PROBLEM =
Beginning with the line below that contains "Find the silver" and ending with the line that contains "Find the street", copy every line exactly. Copy nothing else.

(Point localization data)
▬▬▬▬▬▬

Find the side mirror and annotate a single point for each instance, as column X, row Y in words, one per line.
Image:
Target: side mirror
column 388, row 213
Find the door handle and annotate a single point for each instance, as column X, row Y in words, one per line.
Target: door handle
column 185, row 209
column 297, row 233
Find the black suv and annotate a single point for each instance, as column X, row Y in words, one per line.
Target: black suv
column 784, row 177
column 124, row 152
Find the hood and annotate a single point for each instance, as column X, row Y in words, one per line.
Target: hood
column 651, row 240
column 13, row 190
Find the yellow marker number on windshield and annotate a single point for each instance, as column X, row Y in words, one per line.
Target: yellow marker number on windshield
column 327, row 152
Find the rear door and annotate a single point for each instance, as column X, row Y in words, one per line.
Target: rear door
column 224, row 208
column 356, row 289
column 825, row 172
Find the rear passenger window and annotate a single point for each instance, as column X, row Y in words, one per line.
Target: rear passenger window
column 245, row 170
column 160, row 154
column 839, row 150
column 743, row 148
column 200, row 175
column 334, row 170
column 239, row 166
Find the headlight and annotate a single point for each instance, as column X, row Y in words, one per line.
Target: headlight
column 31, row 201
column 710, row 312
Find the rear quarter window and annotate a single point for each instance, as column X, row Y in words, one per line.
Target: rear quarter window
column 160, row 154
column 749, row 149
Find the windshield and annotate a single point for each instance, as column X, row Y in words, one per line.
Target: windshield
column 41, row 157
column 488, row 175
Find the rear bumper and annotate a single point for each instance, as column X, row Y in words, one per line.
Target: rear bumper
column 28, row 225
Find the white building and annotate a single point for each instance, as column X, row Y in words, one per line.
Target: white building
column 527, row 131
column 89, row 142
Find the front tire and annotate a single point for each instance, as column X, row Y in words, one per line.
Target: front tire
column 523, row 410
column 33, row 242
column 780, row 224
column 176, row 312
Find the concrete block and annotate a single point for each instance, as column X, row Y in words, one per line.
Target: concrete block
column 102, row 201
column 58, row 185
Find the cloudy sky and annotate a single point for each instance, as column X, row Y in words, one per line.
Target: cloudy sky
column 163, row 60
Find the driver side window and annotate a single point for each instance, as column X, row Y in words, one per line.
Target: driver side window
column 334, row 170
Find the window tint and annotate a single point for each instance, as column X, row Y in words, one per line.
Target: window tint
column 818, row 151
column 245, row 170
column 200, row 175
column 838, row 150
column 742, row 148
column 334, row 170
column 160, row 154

▬▬▬▬▬▬

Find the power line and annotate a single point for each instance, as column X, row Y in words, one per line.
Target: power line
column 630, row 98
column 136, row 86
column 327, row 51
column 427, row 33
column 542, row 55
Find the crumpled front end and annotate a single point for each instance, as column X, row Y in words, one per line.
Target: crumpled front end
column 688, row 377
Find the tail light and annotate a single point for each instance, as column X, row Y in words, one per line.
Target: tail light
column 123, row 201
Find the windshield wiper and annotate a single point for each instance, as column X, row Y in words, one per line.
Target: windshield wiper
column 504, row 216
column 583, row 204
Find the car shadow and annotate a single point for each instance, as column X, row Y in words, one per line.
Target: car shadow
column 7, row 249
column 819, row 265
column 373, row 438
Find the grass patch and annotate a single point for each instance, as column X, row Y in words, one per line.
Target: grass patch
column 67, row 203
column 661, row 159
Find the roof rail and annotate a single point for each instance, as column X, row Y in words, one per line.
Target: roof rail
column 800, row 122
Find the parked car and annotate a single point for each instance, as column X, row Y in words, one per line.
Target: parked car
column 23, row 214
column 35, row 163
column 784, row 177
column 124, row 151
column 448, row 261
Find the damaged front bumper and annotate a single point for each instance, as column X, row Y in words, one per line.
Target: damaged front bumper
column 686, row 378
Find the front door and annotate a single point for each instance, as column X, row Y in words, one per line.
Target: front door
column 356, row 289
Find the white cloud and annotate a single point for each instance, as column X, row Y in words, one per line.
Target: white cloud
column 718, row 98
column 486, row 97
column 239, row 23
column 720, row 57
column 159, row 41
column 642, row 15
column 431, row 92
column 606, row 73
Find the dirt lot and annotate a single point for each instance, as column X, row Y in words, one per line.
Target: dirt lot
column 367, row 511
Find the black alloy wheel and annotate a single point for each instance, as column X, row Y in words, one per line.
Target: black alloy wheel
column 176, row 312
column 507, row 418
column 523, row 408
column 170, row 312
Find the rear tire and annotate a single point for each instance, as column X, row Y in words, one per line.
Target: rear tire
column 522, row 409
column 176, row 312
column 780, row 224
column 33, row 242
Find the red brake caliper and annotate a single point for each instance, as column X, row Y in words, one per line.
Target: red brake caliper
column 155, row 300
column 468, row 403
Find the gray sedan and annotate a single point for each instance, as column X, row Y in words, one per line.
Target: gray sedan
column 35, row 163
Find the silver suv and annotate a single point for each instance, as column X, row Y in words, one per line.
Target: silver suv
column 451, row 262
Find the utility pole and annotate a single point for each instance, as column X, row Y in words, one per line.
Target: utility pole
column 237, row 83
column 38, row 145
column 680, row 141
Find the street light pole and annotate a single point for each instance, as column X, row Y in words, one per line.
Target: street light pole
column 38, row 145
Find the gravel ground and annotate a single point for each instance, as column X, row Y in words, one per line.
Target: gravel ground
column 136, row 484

▬▬▬▬▬▬

ANSWER SECTION =
Find the silver suv and annotate a single point for each instance, as column X, row Y in words, one per line.
Target: silver suv
column 451, row 262
Find the utility pole and annotate a single point for each instance, as column X, row Y in words, one per line.
Target: utility pole
column 237, row 83
column 38, row 145
column 680, row 141
Find the street light pole and annotate a single point for each instance, as column X, row Y in words, one per line.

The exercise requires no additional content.